*WORK TO BE COMPLETED*
Rewrite the legal text on review standards, beginning at the words "1995), trans. denied." and stopping after "Ct. App. 1993).", with "impression" in place of "appearance".

*TEXT PASSAGE*
1995), trans. denied. In this context, prima facie error means error at first sight or appearance. Finney v. Relphorde, 612 N.E.2d 191, 192 (Ind. Ct. App. 1993).

Standard of Review - Post-Conviction Relief

    Indiana's post-conviction rules do not afford convicted persons an opportunity for a super appeal, but instead create a narrower remedy permitting the collateral challenge of convictions under certain enumerated circumstances. Weatherford v. State, 619 N.E.2d 915, 916 (Ind. 1993). The post-conviction petitioner bears the burden of establishing his grounds for relief by a preponderance of evidence. Id. at 917; Ind. Post-Conviction Rule 1(5). On review, the appellate courts may consider only the evidence and reasonable inferences supporting the judgment of the post-conviction court which is the sole judge of the evidence and the credibility of the witnesses. Weatherford, 619 N.E.2d at 917. To prevail on appeal from the denial of post-conviction relief, the petitioner must show that the evidence as a whole leads unerringly and unmistakably to a conclusion opposite to that reached by the post- conviction court. Id.

*DATA FOR REVIEW*
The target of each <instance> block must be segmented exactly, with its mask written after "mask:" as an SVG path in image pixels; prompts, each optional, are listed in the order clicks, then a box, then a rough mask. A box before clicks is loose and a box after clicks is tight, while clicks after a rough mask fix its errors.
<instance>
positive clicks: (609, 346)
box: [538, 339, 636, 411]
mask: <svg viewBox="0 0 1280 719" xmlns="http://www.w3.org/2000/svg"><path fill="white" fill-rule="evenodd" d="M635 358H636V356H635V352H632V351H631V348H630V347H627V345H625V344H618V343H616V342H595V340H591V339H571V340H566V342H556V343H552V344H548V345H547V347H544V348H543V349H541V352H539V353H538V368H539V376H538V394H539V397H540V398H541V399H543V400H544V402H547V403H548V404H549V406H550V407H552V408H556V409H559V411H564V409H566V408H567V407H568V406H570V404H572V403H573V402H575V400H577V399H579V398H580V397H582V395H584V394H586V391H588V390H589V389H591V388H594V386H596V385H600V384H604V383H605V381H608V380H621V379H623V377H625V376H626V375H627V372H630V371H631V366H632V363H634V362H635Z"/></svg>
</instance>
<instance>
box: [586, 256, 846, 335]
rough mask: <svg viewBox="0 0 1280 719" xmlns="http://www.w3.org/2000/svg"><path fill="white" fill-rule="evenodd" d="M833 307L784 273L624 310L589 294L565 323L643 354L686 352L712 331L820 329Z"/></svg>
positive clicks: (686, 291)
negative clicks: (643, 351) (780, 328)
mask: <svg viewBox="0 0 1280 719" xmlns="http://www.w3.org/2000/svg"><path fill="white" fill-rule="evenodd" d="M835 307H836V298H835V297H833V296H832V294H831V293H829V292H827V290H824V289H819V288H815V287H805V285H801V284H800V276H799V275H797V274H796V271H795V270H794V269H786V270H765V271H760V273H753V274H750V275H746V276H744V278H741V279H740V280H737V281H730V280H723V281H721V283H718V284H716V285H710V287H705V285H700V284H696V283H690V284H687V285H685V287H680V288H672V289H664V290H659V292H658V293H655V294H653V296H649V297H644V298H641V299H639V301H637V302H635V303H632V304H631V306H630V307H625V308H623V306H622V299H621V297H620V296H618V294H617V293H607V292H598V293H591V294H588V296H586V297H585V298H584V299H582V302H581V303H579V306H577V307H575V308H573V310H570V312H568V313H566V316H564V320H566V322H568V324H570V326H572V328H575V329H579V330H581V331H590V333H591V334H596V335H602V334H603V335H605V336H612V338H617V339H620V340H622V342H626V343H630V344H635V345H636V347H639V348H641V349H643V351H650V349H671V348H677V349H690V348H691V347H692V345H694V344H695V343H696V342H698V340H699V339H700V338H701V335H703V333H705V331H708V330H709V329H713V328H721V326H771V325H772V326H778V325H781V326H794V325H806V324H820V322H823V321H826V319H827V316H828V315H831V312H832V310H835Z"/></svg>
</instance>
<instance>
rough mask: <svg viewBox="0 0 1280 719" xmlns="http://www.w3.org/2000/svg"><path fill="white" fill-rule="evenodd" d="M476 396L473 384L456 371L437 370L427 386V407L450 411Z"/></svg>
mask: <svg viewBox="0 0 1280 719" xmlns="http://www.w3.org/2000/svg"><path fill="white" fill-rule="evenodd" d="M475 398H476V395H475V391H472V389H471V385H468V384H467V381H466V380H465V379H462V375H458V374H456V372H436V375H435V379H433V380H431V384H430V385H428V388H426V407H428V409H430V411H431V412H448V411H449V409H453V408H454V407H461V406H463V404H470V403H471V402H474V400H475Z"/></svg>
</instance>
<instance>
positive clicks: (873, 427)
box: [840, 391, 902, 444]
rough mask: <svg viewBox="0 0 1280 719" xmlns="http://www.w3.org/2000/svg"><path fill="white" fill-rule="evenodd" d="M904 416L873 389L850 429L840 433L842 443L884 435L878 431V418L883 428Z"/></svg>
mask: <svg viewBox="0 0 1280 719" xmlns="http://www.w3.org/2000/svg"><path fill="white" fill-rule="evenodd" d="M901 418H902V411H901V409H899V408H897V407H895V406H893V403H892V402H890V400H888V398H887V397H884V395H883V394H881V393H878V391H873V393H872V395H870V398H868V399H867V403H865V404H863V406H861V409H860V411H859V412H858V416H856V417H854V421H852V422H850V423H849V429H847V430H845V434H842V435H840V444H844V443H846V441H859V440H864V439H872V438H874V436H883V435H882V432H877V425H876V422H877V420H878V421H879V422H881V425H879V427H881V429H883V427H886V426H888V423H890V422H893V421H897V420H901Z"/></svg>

*ANSWER SECTION*
1995), trans. denied. In this context, prima facie error means error at first sight or impression. Finney v. Relphorde, 612 N.E.2d 191, 192 (Ind. Ct. App. 1993).